Instruction> Locate the line that contains "the metal pole.". Print it and every subsequent line through the final line of the records, exactly and only those.

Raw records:
::::
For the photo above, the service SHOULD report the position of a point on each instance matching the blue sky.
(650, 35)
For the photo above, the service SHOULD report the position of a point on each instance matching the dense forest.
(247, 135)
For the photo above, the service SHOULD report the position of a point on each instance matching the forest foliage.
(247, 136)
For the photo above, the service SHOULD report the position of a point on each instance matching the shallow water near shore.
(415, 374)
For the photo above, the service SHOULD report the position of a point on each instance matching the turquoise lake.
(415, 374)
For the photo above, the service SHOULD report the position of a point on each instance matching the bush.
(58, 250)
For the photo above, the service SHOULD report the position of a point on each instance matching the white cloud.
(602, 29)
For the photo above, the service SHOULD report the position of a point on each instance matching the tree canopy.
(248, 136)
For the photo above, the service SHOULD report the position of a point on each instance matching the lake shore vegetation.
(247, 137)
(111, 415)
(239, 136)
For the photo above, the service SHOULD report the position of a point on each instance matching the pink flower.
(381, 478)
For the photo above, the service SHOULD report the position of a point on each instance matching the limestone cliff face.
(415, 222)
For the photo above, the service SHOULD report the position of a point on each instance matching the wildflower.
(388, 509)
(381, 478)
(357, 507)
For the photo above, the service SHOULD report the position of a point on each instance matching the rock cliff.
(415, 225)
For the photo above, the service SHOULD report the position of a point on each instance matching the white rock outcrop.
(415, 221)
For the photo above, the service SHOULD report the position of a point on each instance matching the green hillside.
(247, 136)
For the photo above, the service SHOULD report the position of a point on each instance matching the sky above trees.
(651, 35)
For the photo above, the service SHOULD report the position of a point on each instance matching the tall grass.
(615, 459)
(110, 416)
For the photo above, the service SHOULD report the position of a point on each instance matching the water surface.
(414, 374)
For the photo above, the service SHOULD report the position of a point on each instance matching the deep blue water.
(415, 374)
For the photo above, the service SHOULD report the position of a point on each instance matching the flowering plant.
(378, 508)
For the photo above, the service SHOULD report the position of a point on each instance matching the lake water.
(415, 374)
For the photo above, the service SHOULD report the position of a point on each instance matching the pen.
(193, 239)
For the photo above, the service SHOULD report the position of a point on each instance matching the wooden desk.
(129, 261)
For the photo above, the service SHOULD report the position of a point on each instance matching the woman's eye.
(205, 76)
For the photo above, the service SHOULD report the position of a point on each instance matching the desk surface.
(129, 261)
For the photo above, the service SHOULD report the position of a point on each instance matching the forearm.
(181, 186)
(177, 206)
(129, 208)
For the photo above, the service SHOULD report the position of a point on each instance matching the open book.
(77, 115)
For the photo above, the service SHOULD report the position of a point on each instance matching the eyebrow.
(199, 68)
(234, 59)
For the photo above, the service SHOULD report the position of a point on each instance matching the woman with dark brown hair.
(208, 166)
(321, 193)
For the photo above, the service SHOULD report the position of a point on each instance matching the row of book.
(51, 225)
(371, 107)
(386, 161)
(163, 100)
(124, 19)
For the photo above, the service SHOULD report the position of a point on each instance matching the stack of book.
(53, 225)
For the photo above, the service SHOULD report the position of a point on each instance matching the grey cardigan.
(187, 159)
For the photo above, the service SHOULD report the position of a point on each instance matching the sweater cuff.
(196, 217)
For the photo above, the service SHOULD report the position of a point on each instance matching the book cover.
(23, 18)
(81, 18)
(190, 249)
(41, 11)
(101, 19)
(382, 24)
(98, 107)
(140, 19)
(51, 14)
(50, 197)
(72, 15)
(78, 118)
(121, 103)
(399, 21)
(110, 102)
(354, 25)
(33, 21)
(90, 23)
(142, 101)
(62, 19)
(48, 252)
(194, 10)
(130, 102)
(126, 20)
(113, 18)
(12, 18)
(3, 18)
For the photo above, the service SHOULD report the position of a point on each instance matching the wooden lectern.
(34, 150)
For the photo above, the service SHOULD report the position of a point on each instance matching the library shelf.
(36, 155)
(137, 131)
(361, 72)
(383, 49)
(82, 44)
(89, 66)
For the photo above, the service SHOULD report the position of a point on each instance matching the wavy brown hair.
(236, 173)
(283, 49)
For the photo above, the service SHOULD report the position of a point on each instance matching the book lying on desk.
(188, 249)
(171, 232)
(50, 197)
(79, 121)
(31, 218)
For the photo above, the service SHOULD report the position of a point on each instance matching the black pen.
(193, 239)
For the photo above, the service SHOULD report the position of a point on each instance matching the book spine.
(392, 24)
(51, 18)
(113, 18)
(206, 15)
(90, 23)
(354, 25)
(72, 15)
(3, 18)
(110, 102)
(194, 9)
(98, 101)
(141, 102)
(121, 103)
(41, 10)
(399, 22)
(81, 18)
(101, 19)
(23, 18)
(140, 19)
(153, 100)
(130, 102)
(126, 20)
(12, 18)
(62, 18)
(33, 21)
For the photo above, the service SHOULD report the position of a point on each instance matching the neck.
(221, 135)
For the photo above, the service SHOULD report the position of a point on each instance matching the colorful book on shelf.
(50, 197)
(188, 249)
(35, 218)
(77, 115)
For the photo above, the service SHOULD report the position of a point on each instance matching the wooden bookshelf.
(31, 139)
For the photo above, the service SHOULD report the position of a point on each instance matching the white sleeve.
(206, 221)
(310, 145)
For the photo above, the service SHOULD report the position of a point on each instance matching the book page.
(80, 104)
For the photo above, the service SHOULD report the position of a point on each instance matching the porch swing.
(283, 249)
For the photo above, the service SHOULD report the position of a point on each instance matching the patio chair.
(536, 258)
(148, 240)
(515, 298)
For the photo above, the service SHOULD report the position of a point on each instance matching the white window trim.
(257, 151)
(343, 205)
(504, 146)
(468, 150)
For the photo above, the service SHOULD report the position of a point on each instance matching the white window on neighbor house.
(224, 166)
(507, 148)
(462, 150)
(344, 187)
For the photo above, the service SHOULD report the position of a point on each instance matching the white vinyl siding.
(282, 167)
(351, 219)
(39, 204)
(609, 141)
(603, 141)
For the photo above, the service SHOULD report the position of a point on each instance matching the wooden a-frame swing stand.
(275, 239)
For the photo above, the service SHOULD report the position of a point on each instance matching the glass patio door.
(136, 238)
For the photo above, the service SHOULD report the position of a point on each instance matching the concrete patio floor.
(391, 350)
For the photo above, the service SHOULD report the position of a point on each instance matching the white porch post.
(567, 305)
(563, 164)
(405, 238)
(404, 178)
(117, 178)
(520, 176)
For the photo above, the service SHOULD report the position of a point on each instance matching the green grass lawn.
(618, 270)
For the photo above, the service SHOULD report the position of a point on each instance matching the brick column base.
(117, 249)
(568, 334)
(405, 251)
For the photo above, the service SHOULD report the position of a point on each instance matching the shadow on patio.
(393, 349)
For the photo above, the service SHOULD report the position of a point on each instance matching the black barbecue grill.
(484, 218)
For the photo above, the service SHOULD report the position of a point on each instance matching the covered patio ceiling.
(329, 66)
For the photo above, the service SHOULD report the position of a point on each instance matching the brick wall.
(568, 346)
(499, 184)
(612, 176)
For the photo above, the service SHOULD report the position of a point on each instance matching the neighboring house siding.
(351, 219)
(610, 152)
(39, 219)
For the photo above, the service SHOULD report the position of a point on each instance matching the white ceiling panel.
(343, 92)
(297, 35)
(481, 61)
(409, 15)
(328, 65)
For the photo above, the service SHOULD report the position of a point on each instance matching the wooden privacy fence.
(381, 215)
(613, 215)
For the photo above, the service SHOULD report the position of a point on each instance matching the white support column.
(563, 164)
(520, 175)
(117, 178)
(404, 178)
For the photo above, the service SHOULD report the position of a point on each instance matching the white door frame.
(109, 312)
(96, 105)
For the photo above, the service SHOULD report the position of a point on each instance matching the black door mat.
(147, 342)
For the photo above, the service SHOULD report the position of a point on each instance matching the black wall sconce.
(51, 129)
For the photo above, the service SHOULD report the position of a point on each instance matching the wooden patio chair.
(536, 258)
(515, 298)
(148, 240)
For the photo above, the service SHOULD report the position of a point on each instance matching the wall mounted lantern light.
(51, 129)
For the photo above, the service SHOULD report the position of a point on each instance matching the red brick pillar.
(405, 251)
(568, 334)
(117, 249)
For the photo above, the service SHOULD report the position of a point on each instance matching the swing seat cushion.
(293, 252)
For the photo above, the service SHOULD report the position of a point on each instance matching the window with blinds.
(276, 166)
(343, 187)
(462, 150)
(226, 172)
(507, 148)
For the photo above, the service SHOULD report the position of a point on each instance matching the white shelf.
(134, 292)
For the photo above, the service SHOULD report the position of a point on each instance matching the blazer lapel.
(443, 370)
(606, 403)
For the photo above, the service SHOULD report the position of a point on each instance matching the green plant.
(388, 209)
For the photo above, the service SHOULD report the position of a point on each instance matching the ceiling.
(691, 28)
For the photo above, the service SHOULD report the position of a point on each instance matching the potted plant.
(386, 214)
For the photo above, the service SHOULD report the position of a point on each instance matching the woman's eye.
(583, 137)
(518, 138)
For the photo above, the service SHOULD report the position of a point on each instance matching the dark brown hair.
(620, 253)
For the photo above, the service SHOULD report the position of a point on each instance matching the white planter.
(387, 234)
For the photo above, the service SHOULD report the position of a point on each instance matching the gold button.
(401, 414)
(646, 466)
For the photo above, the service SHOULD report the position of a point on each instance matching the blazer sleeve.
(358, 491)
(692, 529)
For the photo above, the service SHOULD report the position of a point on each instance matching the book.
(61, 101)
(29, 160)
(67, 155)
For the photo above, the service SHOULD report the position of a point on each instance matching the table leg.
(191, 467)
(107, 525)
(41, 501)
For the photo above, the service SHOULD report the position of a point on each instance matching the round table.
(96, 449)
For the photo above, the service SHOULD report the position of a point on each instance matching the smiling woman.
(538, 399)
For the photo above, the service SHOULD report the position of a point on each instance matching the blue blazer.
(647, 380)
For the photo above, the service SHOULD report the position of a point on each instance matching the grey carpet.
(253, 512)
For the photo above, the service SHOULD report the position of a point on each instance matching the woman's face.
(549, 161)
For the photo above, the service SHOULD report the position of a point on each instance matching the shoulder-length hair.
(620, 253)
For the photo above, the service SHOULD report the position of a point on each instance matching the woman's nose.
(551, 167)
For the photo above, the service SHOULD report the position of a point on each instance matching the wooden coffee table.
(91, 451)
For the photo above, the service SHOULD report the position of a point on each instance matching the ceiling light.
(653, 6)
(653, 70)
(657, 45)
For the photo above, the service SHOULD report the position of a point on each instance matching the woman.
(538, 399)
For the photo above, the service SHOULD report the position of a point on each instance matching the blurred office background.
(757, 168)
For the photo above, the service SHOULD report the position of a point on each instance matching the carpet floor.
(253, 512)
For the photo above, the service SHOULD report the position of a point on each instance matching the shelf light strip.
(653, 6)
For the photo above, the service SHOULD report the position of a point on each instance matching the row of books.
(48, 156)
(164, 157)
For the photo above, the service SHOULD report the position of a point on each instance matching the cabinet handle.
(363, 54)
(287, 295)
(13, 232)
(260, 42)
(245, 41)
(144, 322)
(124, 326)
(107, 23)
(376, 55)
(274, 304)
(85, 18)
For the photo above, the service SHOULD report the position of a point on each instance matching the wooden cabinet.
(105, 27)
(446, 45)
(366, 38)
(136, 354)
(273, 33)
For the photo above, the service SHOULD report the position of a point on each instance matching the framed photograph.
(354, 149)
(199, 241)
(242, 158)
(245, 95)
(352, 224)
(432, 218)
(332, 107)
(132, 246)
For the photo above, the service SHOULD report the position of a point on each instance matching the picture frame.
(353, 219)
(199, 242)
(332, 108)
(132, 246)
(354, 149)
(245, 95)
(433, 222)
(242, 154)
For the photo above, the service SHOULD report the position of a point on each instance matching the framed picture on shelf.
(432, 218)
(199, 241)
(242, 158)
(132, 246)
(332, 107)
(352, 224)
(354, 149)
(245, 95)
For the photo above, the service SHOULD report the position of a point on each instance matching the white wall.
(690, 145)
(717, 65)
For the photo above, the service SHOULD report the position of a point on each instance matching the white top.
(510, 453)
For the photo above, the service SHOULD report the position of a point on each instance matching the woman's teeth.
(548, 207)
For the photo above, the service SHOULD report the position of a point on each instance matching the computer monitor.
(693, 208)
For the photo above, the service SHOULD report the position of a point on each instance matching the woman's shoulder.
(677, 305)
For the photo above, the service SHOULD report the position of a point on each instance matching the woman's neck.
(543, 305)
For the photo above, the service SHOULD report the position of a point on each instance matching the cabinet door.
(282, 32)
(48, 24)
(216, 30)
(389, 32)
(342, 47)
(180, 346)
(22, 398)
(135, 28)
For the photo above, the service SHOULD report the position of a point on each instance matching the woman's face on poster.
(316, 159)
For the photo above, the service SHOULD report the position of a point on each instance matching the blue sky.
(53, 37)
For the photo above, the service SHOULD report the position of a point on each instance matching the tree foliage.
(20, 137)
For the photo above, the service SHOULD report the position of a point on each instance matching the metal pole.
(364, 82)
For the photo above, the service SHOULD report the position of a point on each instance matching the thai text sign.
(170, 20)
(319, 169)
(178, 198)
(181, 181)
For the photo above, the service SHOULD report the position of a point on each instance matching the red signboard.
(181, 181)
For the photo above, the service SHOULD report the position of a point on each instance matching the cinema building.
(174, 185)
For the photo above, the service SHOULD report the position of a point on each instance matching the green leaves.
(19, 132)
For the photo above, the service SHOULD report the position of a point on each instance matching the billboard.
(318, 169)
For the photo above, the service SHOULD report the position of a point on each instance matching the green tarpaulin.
::::
Finished exercise>
For the photo above, the service SHOULD report the position of a point on each instance matching the metal pole.
(364, 82)
For the photo above, the service SHOULD report the position of a point on each instance matching the thai text sign.
(170, 20)
(319, 169)
(178, 198)
(181, 181)
For the photo above, the service SHOULD report the position of a point on each instance matching the red signboard.
(181, 181)
For the photo above, the service SHOULD report the position of a point on each instance matching the cinema building.
(174, 185)
For the photo above, the service SHOULD report the position of a point on each instance matching the green leaves.
(19, 132)
For the photo above, the service SHOULD report the position of a point on each instance matching the billboard.
(318, 169)
For the photo above, the service SHOULD report the position of a point on each instance matching the green tarpaulin.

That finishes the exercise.